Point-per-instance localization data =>
:::
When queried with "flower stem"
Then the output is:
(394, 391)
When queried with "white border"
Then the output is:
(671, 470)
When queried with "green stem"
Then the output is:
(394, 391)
:::
What this task involves => Complete, exact output of the records is expected.

Output below =>
When queried with "flower stem"
Then the output is:
(394, 391)
When queried with "white border"
Then the output is:
(671, 470)
When queried with "green stem"
Then the output is:
(394, 391)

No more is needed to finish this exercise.